• DIRECTION
Collect every row below that contains the string "green" and copy each one in full. Letter case must match.

Object position labeling entries
· · ·

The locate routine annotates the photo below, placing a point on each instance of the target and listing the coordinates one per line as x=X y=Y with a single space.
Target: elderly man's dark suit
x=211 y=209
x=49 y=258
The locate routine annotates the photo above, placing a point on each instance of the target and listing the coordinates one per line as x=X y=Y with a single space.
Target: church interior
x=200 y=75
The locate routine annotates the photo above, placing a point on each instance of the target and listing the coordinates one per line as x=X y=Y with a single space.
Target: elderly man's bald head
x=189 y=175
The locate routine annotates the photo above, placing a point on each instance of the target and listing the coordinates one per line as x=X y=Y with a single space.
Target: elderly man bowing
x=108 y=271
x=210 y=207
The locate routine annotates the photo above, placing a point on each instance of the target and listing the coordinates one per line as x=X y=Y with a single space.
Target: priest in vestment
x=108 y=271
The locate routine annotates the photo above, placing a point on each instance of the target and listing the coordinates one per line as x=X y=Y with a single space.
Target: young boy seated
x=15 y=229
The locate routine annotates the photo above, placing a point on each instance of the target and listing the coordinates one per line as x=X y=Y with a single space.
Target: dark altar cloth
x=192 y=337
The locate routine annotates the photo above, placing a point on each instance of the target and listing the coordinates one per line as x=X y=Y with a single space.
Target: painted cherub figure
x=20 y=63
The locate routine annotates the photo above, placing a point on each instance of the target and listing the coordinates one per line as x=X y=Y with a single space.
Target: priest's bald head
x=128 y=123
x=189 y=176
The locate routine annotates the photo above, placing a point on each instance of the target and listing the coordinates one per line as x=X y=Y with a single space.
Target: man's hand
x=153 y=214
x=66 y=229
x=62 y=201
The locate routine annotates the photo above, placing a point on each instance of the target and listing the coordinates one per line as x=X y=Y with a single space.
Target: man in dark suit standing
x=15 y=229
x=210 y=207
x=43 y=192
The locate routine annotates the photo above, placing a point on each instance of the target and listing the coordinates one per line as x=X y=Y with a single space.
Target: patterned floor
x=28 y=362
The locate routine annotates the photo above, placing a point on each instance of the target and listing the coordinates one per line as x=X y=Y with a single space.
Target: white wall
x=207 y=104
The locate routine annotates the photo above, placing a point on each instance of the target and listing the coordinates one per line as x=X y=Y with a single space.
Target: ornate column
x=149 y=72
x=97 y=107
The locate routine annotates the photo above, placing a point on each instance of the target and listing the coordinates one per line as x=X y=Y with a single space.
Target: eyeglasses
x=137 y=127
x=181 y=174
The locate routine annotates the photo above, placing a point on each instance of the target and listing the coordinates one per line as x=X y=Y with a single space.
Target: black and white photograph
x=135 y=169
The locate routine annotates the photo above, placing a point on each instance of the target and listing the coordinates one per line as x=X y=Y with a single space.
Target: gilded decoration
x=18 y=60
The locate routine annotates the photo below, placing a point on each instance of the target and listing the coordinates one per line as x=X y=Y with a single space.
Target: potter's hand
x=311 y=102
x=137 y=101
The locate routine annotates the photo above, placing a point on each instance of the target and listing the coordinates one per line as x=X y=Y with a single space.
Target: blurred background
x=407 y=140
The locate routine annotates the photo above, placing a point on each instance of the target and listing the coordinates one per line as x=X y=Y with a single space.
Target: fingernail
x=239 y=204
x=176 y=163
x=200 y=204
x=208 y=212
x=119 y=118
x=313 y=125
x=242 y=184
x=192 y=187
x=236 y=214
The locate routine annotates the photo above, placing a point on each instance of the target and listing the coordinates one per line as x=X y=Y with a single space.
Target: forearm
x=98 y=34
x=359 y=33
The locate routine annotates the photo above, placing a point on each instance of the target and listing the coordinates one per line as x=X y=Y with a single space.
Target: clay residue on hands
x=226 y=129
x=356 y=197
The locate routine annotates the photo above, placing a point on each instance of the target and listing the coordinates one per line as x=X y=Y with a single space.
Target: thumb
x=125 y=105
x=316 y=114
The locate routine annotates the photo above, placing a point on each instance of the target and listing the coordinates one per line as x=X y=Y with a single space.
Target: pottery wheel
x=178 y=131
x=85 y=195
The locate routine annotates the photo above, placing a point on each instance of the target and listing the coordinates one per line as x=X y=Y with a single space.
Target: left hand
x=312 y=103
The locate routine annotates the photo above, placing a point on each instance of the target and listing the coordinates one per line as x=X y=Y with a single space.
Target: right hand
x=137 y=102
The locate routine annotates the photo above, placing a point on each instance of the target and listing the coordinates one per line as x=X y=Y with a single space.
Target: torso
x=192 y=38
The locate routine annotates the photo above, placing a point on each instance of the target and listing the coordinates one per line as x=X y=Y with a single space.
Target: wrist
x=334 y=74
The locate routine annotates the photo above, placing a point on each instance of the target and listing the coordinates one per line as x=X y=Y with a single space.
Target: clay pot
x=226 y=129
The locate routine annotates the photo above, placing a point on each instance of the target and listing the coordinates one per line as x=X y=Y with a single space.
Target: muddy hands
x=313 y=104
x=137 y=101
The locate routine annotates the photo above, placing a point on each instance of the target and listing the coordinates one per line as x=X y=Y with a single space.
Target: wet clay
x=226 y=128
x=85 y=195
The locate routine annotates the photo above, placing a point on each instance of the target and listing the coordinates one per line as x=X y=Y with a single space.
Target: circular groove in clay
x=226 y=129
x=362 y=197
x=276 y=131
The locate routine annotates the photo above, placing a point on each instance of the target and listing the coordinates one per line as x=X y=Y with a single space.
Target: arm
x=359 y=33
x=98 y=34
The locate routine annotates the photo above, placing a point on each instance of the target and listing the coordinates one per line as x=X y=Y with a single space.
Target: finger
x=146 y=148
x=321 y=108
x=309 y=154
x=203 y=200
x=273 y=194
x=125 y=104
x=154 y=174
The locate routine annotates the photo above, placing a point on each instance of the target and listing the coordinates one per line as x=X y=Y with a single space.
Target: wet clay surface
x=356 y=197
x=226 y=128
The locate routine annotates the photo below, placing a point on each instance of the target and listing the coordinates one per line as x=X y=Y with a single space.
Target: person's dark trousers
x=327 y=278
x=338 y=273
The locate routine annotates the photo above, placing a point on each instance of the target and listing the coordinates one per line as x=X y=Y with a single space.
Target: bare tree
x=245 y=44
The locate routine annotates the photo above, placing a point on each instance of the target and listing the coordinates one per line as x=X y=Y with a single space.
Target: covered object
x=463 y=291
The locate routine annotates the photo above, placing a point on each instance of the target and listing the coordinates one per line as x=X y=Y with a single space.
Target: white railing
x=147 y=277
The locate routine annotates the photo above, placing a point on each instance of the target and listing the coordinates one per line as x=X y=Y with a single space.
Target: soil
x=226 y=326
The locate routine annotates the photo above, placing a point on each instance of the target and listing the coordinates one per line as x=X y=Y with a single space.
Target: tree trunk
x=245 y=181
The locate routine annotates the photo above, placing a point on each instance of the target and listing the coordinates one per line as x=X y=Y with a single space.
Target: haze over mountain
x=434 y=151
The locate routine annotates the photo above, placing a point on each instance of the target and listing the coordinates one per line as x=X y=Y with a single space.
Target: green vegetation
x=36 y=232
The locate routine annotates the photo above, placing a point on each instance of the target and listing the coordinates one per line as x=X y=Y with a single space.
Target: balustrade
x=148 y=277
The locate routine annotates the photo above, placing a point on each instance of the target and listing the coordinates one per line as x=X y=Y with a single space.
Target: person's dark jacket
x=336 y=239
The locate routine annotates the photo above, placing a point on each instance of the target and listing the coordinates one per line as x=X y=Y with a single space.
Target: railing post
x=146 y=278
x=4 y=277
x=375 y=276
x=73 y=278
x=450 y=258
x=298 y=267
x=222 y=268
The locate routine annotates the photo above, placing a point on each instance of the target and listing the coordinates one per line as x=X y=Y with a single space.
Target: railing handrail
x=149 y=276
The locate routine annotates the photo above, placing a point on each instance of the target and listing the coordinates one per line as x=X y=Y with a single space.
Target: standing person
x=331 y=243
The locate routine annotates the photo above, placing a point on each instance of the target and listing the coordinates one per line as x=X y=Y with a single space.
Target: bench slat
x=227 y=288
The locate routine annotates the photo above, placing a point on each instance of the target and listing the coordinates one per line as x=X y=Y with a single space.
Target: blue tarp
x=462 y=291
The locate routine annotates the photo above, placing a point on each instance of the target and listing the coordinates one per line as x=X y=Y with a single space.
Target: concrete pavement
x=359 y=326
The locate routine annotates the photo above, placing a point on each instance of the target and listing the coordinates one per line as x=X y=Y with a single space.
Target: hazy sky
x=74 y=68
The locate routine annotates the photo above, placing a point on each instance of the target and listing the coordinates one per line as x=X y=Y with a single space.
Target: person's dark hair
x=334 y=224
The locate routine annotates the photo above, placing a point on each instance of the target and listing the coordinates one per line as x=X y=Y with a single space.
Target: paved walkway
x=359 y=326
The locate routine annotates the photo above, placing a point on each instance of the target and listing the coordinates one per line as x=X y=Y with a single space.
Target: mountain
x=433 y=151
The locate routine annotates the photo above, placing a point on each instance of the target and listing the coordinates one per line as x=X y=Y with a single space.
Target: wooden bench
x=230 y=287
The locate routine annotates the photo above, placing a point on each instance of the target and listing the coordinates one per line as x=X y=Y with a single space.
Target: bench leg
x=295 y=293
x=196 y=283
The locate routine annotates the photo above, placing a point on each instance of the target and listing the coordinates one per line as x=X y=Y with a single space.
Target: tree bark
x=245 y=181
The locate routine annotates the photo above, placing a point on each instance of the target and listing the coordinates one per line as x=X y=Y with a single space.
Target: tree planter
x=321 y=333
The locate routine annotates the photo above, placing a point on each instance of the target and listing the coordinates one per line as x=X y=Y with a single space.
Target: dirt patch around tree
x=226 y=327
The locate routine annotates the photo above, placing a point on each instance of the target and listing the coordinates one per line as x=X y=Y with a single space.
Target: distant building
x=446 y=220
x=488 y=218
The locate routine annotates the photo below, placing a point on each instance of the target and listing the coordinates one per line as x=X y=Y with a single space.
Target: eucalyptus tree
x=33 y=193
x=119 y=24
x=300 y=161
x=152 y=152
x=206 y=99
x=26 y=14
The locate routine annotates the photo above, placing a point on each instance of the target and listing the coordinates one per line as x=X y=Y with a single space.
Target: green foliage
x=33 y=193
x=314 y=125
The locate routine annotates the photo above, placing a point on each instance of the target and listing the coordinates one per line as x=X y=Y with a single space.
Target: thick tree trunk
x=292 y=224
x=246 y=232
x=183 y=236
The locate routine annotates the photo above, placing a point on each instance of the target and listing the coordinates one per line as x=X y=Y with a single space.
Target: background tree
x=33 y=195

· · ·

• EXERCISE OUTPUT
Target: green vegetation
Target: green foliage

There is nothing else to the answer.